- [Exercise prompt]: Will you duplicate all of the records below, line for line, with no changes at all?

Collected data:
::::::::

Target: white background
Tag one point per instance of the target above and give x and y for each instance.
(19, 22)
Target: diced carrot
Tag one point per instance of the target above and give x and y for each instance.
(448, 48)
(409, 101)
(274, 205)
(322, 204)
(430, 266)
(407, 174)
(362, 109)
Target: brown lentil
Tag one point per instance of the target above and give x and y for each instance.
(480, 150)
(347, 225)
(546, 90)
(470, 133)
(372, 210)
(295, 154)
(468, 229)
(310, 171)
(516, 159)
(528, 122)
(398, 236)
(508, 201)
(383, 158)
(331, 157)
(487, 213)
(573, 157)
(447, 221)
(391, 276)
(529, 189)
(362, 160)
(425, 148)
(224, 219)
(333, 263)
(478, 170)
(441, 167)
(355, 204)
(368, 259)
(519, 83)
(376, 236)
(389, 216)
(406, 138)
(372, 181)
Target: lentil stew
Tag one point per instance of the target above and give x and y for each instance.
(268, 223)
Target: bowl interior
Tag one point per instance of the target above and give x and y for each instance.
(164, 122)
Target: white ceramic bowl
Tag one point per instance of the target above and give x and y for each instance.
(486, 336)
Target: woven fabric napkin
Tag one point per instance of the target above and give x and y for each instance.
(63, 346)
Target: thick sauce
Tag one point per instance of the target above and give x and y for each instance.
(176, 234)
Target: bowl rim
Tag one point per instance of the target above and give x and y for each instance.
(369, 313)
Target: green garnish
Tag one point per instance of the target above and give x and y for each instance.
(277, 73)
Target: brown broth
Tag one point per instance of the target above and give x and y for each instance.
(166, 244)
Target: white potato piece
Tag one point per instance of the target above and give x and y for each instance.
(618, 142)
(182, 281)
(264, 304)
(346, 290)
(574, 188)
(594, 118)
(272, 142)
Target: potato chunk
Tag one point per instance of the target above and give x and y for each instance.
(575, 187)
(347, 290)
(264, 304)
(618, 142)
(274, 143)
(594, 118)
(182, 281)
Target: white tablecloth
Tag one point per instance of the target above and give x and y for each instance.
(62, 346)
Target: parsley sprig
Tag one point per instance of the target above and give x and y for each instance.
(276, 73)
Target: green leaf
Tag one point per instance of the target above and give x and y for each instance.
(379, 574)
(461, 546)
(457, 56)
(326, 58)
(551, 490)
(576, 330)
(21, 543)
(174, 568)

::::::::

- [Result]:
Target: white background
Tag one point per instance of the target above and give x and y for each instance.
(19, 22)
Target: diced carrot
Tag one point per instance of the target above and give x and y for each instance.
(448, 48)
(409, 101)
(274, 205)
(322, 204)
(430, 266)
(407, 174)
(362, 109)
Target: brown lentil
Tag one point per instance of the target above and give x and y for each instance.
(480, 150)
(347, 225)
(546, 90)
(470, 133)
(372, 210)
(295, 154)
(468, 229)
(310, 171)
(516, 159)
(528, 122)
(398, 236)
(508, 201)
(383, 158)
(331, 157)
(487, 213)
(573, 157)
(447, 221)
(391, 276)
(529, 189)
(362, 160)
(425, 148)
(224, 219)
(333, 263)
(478, 170)
(441, 167)
(355, 204)
(368, 259)
(519, 83)
(376, 236)
(389, 216)
(406, 138)
(372, 181)
Target: lentil stew
Tag one point per instance of the target above and give x and y for each instance.
(268, 223)
Target: bowl interior
Tag one point per instance of the target above and give x and y for each instance.
(164, 122)
Target: white ceramic bowl
Tag one point per instance of the target above and give x and y for each instance.
(486, 336)
Target: woven fabric napkin
Tag one point per instance of the target above and give x and y for each instance.
(63, 346)
Target: thick sauce
Tag one point per instance of the target above and give x and y for each instance.
(176, 234)
Target: bowl rim
Tag one point per instance of the target above and give x and y for each instance.
(369, 313)
Target: green garnish
Tag one point per instance of the target above and give x and y for each instance.
(277, 73)
Target: brown broth
Tag one point per instance of the target above and give x and y for each instance.
(166, 244)
Target: white potato piece
Tag one point per instance of the target above and give x and y for each instance.
(618, 142)
(182, 281)
(264, 304)
(346, 290)
(574, 188)
(594, 118)
(272, 142)
Target: potato chunk
Tag one point per instance of the target above and give x and y for each instance.
(575, 187)
(347, 290)
(264, 304)
(618, 142)
(274, 143)
(594, 118)
(182, 281)
Target: white tablecloth
Tag one point per instance of the target above and give x and y for each instance.
(62, 346)
Target: parsley sprig
Tag one point per instance of the target above and give x and y for each instance.
(276, 73)
Target: green leaf
Tag one point per instance of the target above and give x and y for each instance.
(379, 574)
(461, 546)
(457, 56)
(326, 58)
(551, 490)
(576, 330)
(21, 543)
(174, 568)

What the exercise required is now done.